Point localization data
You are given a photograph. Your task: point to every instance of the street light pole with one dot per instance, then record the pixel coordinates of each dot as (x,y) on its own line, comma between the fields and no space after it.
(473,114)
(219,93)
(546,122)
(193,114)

Try it: Output every entry exactly as it appears.

Exercise output:
You are given a photograph. Your task: point to every instance of the street light pole with one dot per instance, then record the pixel coordinates of each dot as (x,y) on its own line, comma between the fields and no space after it.
(473,114)
(219,93)
(546,122)
(193,114)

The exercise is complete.